To be done — Make an exact copy of the records, with the pictures left out.

Record extracts —
•••••

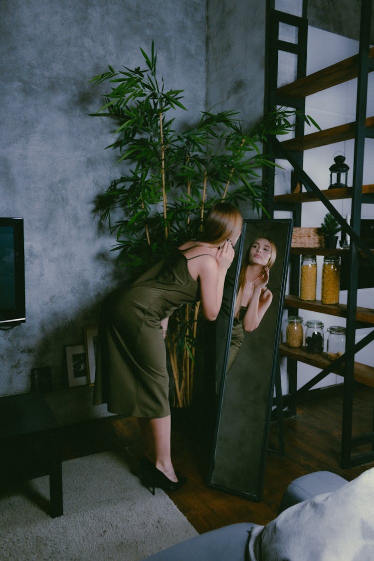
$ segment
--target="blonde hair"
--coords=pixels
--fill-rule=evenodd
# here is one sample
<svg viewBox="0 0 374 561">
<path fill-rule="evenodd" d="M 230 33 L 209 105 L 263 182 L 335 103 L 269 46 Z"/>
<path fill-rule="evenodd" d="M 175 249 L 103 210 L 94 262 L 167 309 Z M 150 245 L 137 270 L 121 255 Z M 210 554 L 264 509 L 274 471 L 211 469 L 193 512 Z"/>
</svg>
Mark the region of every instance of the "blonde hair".
<svg viewBox="0 0 374 561">
<path fill-rule="evenodd" d="M 201 241 L 220 243 L 239 236 L 243 226 L 242 215 L 229 203 L 217 203 L 206 216 Z"/>
<path fill-rule="evenodd" d="M 250 263 L 250 253 L 251 251 L 251 248 L 257 240 L 266 240 L 269 242 L 270 246 L 270 256 L 269 258 L 269 261 L 265 265 L 265 267 L 269 267 L 269 269 L 271 269 L 275 263 L 275 259 L 276 259 L 276 246 L 273 240 L 266 237 L 265 236 L 258 236 L 256 237 L 250 244 L 248 250 L 247 250 L 247 252 L 246 253 L 244 262 L 242 263 L 240 273 L 239 275 L 239 280 L 238 281 L 238 292 L 237 294 L 236 304 L 235 305 L 235 310 L 234 312 L 234 316 L 235 318 L 238 318 L 239 316 L 239 312 L 240 312 L 240 303 L 242 300 L 242 295 L 243 294 L 244 287 L 246 284 L 247 267 L 251 264 Z"/>
</svg>

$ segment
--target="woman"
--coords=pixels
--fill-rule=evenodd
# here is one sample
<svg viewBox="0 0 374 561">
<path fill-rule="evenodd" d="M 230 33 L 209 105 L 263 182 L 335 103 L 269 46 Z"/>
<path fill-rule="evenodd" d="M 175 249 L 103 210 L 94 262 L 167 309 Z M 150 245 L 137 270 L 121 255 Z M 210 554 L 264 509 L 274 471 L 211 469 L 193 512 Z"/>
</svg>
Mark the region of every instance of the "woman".
<svg viewBox="0 0 374 561">
<path fill-rule="evenodd" d="M 247 252 L 239 276 L 228 372 L 238 356 L 244 332 L 257 329 L 271 304 L 267 283 L 276 257 L 275 245 L 268 238 L 256 238 Z"/>
<path fill-rule="evenodd" d="M 201 301 L 205 318 L 216 319 L 225 278 L 242 219 L 228 203 L 208 213 L 201 241 L 187 242 L 130 288 L 121 287 L 102 307 L 94 403 L 112 413 L 138 418 L 144 444 L 141 462 L 145 484 L 179 489 L 170 457 L 169 376 L 164 339 L 173 311 Z"/>
</svg>

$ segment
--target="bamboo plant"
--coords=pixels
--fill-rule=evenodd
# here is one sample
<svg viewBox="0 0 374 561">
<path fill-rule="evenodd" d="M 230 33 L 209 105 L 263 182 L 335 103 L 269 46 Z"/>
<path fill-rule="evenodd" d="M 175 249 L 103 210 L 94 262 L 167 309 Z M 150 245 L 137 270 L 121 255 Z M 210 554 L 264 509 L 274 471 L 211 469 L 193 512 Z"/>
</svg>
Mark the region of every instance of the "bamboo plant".
<svg viewBox="0 0 374 561">
<path fill-rule="evenodd" d="M 141 52 L 144 68 L 116 71 L 109 66 L 91 80 L 110 85 L 93 116 L 116 123 L 107 148 L 117 151 L 123 174 L 98 196 L 96 211 L 116 234 L 112 250 L 129 274 L 164 258 L 176 243 L 198 238 L 206 211 L 219 201 L 250 203 L 259 215 L 266 213 L 261 168 L 275 164 L 260 147 L 268 135 L 292 130 L 295 113 L 275 111 L 244 133 L 236 112 L 204 111 L 197 123 L 177 128 L 175 119 L 186 111 L 183 90 L 165 91 L 153 42 L 150 56 Z M 169 321 L 167 346 L 179 407 L 191 403 L 199 309 L 200 302 L 183 306 Z"/>
</svg>

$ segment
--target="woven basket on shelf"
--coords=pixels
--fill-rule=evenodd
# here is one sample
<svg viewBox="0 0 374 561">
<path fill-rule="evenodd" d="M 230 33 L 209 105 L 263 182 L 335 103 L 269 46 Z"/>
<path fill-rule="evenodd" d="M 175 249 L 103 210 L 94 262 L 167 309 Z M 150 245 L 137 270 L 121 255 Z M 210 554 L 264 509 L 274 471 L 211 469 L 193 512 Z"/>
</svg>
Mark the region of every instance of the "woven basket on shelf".
<svg viewBox="0 0 374 561">
<path fill-rule="evenodd" d="M 294 228 L 292 247 L 324 247 L 325 239 L 320 228 Z"/>
</svg>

•••••

Written answer —
$ segment
--target="blonde hair"
--coords=pixels
--fill-rule=evenodd
# here is one sample
<svg viewBox="0 0 374 561">
<path fill-rule="evenodd" d="M 230 33 L 209 105 L 263 182 L 335 103 L 269 46 Z"/>
<path fill-rule="evenodd" d="M 175 249 L 103 210 L 94 262 L 167 309 Z M 150 245 L 137 270 L 121 255 Z M 210 554 L 264 509 L 274 471 L 211 469 L 193 512 Z"/>
</svg>
Mark the region of every instance of the "blonde hair".
<svg viewBox="0 0 374 561">
<path fill-rule="evenodd" d="M 201 241 L 220 243 L 239 236 L 243 226 L 242 215 L 229 203 L 217 203 L 206 216 Z"/>
<path fill-rule="evenodd" d="M 250 263 L 250 253 L 251 251 L 251 248 L 257 240 L 266 240 L 269 242 L 270 246 L 270 256 L 269 258 L 269 261 L 265 265 L 265 267 L 269 267 L 269 269 L 271 269 L 275 263 L 275 259 L 276 259 L 276 246 L 273 240 L 266 237 L 265 236 L 258 236 L 256 237 L 250 244 L 248 250 L 247 250 L 247 252 L 246 253 L 244 262 L 242 263 L 240 273 L 239 275 L 239 280 L 238 281 L 238 292 L 237 294 L 236 304 L 235 305 L 235 310 L 234 312 L 234 316 L 235 318 L 238 318 L 239 316 L 239 312 L 240 312 L 240 303 L 242 300 L 242 295 L 243 294 L 244 287 L 246 284 L 247 267 L 251 264 Z"/>
</svg>

$ segment
--target="woman"
--coords=pixels
--fill-rule=evenodd
# here is one sample
<svg viewBox="0 0 374 561">
<path fill-rule="evenodd" d="M 230 33 L 209 105 L 263 182 L 335 103 L 269 46 Z"/>
<path fill-rule="evenodd" d="M 175 249 L 103 210 L 94 262 L 167 309 Z M 150 245 L 137 270 L 121 255 Z M 210 554 L 264 509 L 274 471 L 211 469 L 193 512 Z"/>
</svg>
Mark the region of every instance of the "woman".
<svg viewBox="0 0 374 561">
<path fill-rule="evenodd" d="M 247 252 L 239 276 L 228 372 L 238 356 L 244 332 L 257 329 L 271 304 L 267 283 L 276 257 L 275 245 L 268 238 L 256 238 Z"/>
<path fill-rule="evenodd" d="M 201 301 L 205 318 L 216 319 L 225 278 L 242 219 L 228 203 L 208 213 L 201 241 L 187 242 L 130 288 L 121 287 L 102 307 L 94 403 L 112 413 L 138 418 L 144 444 L 141 462 L 145 484 L 179 489 L 170 457 L 169 376 L 164 339 L 173 311 Z"/>
</svg>

$ segment
--target="bamboo plant"
--coords=pixels
--fill-rule=evenodd
# here is one sample
<svg viewBox="0 0 374 561">
<path fill-rule="evenodd" d="M 230 33 L 209 105 L 263 182 L 335 103 L 269 46 Z"/>
<path fill-rule="evenodd" d="M 175 249 L 103 210 L 94 262 L 167 309 Z M 150 245 L 137 270 L 121 255 Z M 210 554 L 264 509 L 274 471 L 211 469 L 193 512 Z"/>
</svg>
Mark the region of every instance of the "bamboo plant".
<svg viewBox="0 0 374 561">
<path fill-rule="evenodd" d="M 141 52 L 144 68 L 116 71 L 109 66 L 91 80 L 110 85 L 93 116 L 116 123 L 107 148 L 117 151 L 123 174 L 98 196 L 96 211 L 116 234 L 112 250 L 129 274 L 164 258 L 176 243 L 198 238 L 206 211 L 219 201 L 250 203 L 259 215 L 266 213 L 261 168 L 275 164 L 260 147 L 268 135 L 292 130 L 295 113 L 275 111 L 244 133 L 236 112 L 204 111 L 197 123 L 177 128 L 175 119 L 186 111 L 183 90 L 165 91 L 153 42 L 150 56 Z M 169 321 L 167 346 L 179 407 L 191 403 L 199 309 L 200 302 L 183 306 Z"/>
</svg>

$ segment
--target="woven basket on shelf"
--coords=pixels
--fill-rule=evenodd
# here is one sample
<svg viewBox="0 0 374 561">
<path fill-rule="evenodd" d="M 230 33 L 209 105 L 263 182 L 335 103 L 269 46 Z"/>
<path fill-rule="evenodd" d="M 175 249 L 103 210 L 94 262 L 167 309 Z M 150 245 L 137 270 L 121 255 Z M 210 554 L 264 509 L 274 471 L 211 469 L 193 512 Z"/>
</svg>
Mark the region of every instance of the "woven basket on shelf".
<svg viewBox="0 0 374 561">
<path fill-rule="evenodd" d="M 294 228 L 292 247 L 324 247 L 325 239 L 320 228 Z"/>
</svg>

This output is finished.